DATA RECORDS =
╔══

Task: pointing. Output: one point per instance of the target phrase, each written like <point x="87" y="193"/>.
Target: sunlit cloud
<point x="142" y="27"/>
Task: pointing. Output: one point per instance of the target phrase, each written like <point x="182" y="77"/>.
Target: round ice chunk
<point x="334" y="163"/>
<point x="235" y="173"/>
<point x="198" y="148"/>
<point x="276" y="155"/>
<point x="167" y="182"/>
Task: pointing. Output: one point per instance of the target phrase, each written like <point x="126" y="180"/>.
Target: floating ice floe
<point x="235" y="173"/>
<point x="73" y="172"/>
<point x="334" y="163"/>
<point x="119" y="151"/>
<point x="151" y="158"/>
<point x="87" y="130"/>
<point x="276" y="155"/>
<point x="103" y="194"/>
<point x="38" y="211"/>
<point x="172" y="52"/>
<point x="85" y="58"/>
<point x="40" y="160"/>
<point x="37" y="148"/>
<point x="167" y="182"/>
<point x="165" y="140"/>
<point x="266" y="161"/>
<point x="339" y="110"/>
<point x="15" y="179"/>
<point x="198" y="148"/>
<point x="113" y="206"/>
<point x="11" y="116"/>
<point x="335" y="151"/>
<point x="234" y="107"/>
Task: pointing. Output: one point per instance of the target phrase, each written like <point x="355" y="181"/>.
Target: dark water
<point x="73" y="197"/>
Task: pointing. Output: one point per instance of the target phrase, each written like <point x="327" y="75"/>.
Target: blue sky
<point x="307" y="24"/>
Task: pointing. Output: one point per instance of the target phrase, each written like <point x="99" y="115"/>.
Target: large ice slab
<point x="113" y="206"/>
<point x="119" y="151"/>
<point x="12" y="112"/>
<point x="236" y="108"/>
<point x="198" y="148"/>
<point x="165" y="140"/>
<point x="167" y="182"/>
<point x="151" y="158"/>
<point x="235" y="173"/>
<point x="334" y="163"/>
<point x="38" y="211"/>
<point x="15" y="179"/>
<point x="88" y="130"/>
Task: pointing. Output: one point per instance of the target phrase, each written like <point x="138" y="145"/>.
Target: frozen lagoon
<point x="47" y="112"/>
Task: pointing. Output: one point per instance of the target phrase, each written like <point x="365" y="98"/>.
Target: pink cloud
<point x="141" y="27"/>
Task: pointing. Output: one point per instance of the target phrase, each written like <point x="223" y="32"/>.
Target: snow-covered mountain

╚══

TASK PROMPT =
Repeat the records above exactly, with nothing left out.

RESULT BELOW =
Task: pointing. Output: one point per instance of the target phrase, each written like <point x="87" y="193"/>.
Target: sunlit cloud
<point x="142" y="27"/>
Task: pointing. Output: one point per instance of the target phrase, each written like <point x="182" y="77"/>.
Target: round ice chunk
<point x="334" y="163"/>
<point x="235" y="173"/>
<point x="198" y="148"/>
<point x="276" y="155"/>
<point x="167" y="182"/>
Task: pointing. Output: one point per instance of the target phrase, each written like <point x="126" y="180"/>.
Target: floating ice floe
<point x="235" y="173"/>
<point x="73" y="172"/>
<point x="334" y="163"/>
<point x="119" y="151"/>
<point x="151" y="158"/>
<point x="87" y="130"/>
<point x="276" y="155"/>
<point x="103" y="194"/>
<point x="38" y="211"/>
<point x="172" y="52"/>
<point x="85" y="58"/>
<point x="40" y="160"/>
<point x="37" y="148"/>
<point x="167" y="182"/>
<point x="165" y="140"/>
<point x="266" y="161"/>
<point x="339" y="110"/>
<point x="15" y="179"/>
<point x="198" y="148"/>
<point x="113" y="206"/>
<point x="11" y="116"/>
<point x="335" y="151"/>
<point x="234" y="107"/>
Task: pointing. Output: one point per instance of the target phrase, each written like <point x="355" y="181"/>.
Target: dark water
<point x="73" y="197"/>
Task: pointing. Output: one point per instance of the target phrase, each written like <point x="327" y="75"/>.
Target: blue sky
<point x="307" y="24"/>
Task: pointing. Output: one point per instance of the target phrase, each written like <point x="99" y="115"/>.
Target: large ice slab
<point x="113" y="206"/>
<point x="119" y="151"/>
<point x="12" y="112"/>
<point x="236" y="108"/>
<point x="198" y="148"/>
<point x="165" y="140"/>
<point x="167" y="182"/>
<point x="151" y="158"/>
<point x="235" y="173"/>
<point x="334" y="163"/>
<point x="38" y="211"/>
<point x="15" y="179"/>
<point x="88" y="130"/>
Task: pointing. Output: one point per instance of the target phrase, each written like <point x="138" y="145"/>.
Target: frozen lagoon
<point x="47" y="112"/>
Task: pointing. Output: one point per instance of the target phrase, each written like <point x="365" y="98"/>.
Target: pink cloud
<point x="141" y="27"/>
Task: pointing. Output: one point per instance of the target phrase, each written like <point x="223" y="32"/>.
Target: snow-covered mountain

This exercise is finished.